## AIM
Transcribe the lines of the records starting with the one that has "Point out the black loudspeaker, providing" in it and ending with the last, and transcribe nothing else.

## EXERCISE INPUT
┌────────

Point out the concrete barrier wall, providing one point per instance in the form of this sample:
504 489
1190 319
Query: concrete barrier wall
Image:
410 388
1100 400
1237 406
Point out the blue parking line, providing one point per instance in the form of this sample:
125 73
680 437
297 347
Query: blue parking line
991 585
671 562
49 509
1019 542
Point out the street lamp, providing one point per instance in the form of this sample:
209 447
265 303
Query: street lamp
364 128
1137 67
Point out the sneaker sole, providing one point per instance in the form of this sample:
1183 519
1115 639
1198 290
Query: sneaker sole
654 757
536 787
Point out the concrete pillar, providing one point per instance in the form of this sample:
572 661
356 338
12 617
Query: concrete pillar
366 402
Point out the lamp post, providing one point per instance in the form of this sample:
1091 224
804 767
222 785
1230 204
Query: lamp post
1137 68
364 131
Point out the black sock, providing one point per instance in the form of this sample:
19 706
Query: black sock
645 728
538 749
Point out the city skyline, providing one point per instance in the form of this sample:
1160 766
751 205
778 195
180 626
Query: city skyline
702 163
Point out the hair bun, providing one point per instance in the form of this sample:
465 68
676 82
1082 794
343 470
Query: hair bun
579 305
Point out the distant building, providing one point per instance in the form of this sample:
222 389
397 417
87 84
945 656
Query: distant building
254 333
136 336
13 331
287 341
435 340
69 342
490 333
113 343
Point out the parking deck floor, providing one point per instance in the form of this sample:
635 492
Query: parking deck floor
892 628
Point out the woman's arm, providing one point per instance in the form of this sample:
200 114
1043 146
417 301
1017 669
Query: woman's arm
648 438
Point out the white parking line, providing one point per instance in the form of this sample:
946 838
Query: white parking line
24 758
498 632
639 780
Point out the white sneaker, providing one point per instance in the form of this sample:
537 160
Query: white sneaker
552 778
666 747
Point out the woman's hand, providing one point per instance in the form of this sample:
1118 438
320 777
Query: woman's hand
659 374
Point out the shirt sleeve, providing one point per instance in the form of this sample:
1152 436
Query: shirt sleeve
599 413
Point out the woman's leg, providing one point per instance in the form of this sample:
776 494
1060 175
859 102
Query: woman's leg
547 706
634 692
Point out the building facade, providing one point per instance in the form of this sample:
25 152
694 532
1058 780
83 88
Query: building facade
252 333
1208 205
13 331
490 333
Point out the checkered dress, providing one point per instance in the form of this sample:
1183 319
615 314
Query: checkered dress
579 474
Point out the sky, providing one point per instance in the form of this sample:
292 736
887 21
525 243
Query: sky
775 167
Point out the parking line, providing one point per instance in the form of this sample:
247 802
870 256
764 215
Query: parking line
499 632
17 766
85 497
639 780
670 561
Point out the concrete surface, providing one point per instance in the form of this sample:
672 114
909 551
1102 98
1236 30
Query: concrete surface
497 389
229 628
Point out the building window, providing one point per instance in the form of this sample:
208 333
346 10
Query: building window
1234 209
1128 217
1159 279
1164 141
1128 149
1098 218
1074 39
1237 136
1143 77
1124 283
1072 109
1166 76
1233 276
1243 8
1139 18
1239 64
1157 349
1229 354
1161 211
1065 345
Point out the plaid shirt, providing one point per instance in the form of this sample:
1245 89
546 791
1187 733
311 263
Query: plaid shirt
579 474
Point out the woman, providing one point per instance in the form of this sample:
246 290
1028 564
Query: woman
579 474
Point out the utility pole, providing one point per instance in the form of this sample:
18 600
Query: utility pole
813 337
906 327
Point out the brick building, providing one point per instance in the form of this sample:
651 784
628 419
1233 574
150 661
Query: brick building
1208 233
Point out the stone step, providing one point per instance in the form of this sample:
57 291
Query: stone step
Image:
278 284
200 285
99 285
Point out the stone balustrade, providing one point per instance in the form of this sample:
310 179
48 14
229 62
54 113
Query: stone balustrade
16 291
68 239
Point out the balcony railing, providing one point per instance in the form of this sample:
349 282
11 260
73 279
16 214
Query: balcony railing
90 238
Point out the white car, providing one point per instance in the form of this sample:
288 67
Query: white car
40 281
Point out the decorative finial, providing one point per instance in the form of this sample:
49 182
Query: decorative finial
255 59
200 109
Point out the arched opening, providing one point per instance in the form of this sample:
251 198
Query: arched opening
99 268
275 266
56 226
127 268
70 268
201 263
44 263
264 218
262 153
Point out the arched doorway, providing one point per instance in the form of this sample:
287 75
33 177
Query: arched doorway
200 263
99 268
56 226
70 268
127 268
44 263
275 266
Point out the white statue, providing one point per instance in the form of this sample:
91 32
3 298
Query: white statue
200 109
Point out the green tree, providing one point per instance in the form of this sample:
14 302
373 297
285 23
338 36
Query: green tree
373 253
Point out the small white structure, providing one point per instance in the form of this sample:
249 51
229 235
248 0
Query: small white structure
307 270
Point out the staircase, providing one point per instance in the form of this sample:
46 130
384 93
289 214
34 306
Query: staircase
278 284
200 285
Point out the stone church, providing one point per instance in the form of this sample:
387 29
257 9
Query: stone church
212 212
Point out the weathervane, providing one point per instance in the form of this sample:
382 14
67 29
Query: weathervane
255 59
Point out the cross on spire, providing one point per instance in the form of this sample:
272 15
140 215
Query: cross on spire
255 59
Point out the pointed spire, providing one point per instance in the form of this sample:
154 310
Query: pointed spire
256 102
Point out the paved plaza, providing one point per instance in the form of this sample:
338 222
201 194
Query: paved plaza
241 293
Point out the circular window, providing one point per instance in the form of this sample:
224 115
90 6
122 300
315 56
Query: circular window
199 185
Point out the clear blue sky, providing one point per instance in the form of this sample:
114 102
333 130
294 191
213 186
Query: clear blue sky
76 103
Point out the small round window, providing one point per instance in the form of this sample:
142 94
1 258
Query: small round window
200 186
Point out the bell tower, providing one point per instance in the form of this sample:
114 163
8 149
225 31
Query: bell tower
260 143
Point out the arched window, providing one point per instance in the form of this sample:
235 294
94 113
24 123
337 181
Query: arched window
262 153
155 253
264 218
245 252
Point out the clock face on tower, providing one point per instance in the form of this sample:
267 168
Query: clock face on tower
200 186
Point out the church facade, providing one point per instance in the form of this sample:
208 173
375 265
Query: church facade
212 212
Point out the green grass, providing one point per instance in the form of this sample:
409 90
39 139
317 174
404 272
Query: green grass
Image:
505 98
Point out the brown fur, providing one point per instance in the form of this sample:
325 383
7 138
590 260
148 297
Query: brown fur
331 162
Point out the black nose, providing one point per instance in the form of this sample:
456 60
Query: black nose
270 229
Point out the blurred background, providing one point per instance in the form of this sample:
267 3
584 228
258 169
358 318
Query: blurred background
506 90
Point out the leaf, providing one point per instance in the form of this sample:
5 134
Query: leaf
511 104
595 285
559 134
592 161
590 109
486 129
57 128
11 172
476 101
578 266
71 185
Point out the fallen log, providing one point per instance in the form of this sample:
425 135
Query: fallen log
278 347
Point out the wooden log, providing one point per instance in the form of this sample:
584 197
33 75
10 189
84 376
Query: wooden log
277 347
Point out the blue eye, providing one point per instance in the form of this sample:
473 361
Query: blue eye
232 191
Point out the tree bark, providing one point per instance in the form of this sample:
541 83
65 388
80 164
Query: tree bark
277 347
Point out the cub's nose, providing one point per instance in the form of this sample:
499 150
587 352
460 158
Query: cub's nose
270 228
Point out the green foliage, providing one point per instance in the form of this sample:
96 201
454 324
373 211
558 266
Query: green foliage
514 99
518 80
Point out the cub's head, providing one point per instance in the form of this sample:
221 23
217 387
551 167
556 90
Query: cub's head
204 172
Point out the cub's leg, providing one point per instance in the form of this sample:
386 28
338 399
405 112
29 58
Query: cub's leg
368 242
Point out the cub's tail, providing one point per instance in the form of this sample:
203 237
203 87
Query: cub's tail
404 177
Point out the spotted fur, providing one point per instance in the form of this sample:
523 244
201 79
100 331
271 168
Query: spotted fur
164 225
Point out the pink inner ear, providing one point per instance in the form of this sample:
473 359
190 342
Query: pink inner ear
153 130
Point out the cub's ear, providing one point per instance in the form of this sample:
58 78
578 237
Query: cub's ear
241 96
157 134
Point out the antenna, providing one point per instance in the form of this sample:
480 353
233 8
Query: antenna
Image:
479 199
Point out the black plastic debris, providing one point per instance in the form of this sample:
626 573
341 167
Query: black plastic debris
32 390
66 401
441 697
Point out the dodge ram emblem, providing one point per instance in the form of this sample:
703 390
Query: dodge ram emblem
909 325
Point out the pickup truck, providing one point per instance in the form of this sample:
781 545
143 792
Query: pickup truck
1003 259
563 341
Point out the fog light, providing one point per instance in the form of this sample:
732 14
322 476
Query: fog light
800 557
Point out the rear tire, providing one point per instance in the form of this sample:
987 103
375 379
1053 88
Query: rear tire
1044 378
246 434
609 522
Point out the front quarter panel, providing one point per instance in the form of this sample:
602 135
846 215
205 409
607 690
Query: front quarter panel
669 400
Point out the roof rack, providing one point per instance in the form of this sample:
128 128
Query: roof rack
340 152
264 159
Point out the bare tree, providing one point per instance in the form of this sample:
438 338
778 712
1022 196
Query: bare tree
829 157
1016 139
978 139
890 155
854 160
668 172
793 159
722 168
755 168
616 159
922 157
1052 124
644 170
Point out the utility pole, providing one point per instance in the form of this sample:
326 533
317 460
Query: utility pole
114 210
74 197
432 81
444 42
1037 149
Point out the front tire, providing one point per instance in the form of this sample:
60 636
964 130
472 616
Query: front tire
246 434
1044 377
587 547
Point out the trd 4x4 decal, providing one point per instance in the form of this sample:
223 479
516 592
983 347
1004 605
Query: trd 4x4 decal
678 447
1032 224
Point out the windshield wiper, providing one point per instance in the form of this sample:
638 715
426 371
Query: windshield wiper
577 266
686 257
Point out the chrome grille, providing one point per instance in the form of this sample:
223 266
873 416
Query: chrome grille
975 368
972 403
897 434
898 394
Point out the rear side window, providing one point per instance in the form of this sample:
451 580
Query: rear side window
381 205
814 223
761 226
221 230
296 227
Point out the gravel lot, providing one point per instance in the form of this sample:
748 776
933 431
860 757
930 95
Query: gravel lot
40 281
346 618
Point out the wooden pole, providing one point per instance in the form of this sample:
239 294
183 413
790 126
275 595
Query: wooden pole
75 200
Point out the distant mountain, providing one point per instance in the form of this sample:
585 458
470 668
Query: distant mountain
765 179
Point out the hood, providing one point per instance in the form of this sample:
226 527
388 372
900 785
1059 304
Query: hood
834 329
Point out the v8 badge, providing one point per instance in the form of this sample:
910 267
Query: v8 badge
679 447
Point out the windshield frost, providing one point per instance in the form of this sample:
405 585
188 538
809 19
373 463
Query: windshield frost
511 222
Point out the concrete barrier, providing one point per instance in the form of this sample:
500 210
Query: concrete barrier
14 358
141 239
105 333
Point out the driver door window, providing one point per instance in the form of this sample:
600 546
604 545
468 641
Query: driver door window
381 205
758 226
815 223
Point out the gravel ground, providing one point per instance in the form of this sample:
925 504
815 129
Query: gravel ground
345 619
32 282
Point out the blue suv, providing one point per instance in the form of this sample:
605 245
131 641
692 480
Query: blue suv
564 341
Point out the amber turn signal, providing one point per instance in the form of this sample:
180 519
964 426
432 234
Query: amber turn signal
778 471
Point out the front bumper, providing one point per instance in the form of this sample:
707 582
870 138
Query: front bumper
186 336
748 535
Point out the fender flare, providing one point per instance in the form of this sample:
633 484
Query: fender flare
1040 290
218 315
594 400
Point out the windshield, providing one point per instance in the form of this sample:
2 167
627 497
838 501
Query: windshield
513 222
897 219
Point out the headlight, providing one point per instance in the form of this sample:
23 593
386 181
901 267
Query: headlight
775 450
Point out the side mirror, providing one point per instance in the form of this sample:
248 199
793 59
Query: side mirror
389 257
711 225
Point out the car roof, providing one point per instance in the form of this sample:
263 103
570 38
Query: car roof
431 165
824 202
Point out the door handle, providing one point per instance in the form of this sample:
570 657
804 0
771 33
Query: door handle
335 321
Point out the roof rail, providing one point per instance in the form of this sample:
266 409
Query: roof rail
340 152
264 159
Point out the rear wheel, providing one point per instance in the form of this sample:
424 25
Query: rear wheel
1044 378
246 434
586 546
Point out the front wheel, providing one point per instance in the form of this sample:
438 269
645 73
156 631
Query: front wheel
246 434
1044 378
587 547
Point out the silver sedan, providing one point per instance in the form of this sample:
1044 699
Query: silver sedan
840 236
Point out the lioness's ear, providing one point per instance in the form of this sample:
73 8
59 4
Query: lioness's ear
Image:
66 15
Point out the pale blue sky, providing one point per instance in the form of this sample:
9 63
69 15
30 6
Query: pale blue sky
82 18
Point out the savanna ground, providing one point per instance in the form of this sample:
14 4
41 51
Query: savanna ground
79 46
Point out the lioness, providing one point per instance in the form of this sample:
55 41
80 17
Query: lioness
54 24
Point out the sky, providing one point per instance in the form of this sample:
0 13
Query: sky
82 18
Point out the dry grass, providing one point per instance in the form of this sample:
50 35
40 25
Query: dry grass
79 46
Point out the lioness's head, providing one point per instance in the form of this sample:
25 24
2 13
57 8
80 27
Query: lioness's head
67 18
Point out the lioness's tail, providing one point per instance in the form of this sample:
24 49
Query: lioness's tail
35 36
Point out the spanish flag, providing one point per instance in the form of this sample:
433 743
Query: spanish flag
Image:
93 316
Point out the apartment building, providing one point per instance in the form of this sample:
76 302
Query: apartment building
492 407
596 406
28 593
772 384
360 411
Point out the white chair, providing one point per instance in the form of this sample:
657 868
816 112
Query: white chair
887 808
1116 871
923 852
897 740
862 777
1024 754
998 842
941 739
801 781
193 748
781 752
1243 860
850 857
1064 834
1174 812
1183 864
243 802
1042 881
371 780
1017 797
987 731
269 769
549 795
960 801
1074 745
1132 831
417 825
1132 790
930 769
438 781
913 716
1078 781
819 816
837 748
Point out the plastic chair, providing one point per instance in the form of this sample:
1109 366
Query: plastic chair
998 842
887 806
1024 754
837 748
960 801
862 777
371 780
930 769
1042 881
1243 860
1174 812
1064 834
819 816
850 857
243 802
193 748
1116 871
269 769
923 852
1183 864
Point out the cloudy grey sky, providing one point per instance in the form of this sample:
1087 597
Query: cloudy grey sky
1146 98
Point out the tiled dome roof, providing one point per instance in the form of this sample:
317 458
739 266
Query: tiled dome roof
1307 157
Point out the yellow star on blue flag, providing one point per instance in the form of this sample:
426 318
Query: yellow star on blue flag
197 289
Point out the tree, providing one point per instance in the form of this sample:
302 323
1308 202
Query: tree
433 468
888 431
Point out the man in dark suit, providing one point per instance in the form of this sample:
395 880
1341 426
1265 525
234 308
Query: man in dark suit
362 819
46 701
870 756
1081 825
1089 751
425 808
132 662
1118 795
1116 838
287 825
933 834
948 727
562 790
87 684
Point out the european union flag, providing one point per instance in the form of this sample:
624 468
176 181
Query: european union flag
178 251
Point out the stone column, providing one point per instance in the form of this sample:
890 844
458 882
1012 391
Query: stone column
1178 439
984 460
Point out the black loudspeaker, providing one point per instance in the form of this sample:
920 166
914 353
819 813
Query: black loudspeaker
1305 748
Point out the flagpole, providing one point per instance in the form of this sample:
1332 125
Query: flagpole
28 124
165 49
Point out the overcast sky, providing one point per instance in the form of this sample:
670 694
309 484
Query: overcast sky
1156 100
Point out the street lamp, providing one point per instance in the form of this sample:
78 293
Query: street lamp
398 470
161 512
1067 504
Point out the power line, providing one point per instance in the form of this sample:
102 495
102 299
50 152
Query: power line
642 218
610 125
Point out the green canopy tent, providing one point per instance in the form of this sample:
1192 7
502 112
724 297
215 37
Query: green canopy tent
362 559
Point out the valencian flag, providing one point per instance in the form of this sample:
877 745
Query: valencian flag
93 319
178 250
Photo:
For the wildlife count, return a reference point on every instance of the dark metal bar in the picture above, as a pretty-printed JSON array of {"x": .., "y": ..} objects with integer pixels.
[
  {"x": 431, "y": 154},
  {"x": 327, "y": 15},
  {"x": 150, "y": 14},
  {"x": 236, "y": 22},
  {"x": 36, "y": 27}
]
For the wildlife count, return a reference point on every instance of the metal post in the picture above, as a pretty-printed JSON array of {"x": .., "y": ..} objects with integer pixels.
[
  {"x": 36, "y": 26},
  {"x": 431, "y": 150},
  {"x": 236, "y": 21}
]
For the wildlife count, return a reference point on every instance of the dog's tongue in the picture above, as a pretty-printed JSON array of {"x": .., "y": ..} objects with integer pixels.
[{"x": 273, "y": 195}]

└────────

## COMPLETED EXERCISE
Point out the black loudspeaker, providing one point per instance in the form of this sample:
920 166
914 353
819 813
Query: black loudspeaker
1305 748
Point out the flagpole, providing one point per instance in the form of this sample:
1332 125
Query: flagpole
28 124
165 49
Point out the overcast sky, providing one point per instance in the form of this sample:
670 694
309 484
Query: overcast sky
1156 100
Point out the street lamp, providing one point per instance in the form of this sample:
78 293
Query: street lamp
398 470
161 512
1067 504
Point out the power line, providing one point per instance in the form of this sample:
102 495
102 299
50 152
Query: power line
642 218
610 125
Point out the green canopy tent, providing one point per instance in the form of this sample:
1192 7
502 112
724 297
215 37
Query: green canopy tent
362 559
Point out the valencian flag, providing one point per instance in the form of this sample:
877 745
Query: valencian flag
93 319
178 250
Photo:
For the wildlife count, return a reference point on every instance of the dark metal bar in the picture above, as a pretty-printed JSON array of {"x": .., "y": ..} objects with integer pixels.
[
  {"x": 431, "y": 154},
  {"x": 327, "y": 15},
  {"x": 150, "y": 14},
  {"x": 236, "y": 22},
  {"x": 36, "y": 27}
]
For the wildlife count, return a reference point on every instance of the metal post in the picture above, as a pretty-printed JSON array of {"x": .., "y": ..} objects with integer pixels.
[
  {"x": 36, "y": 26},
  {"x": 431, "y": 150},
  {"x": 236, "y": 21}
]
For the wildlife count, return a reference point on every instance of the dog's tongue in the picture above, as a pretty-printed JSON array of {"x": .., "y": ..} objects with integer pixels.
[{"x": 273, "y": 195}]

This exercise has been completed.